## Exercise prompt
Your task is to transcribe the entries below exactly, beginning with the line containing "Question. Place a dot on every instance of the blue" and ending with the final line, and to add nothing else.

Dataset records:

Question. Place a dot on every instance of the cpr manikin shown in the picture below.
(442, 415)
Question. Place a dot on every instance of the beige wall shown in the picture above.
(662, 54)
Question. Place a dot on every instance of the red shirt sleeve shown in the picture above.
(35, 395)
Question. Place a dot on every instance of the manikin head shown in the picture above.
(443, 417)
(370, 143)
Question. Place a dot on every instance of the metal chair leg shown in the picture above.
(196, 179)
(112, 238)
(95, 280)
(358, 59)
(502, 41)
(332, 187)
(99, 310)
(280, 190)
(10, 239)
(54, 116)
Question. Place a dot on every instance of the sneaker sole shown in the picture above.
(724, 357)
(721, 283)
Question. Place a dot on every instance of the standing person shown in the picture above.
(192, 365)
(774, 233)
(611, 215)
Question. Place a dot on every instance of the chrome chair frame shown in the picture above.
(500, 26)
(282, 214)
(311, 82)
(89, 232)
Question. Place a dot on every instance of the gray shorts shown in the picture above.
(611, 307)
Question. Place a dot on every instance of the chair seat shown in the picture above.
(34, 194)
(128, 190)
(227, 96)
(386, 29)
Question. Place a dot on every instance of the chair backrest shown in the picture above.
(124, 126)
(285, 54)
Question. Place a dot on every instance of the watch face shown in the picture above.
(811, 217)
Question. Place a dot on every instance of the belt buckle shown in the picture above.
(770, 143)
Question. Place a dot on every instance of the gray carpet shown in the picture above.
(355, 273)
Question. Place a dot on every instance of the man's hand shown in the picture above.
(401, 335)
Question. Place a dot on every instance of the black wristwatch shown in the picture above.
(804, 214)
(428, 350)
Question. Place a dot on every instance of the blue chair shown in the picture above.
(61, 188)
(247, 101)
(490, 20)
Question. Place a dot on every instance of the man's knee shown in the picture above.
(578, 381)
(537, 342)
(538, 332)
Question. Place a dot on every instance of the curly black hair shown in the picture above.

## Solution to this problem
Question. Place a dot on every instance of the blue chair shown in the picture above.
(61, 188)
(247, 101)
(490, 20)
Question. Place a dot on every instance of the man's knee shown in the picture above.
(578, 381)
(537, 342)
(538, 332)
Question. Place a dot on every instance of the curly black hair shown in the picture above.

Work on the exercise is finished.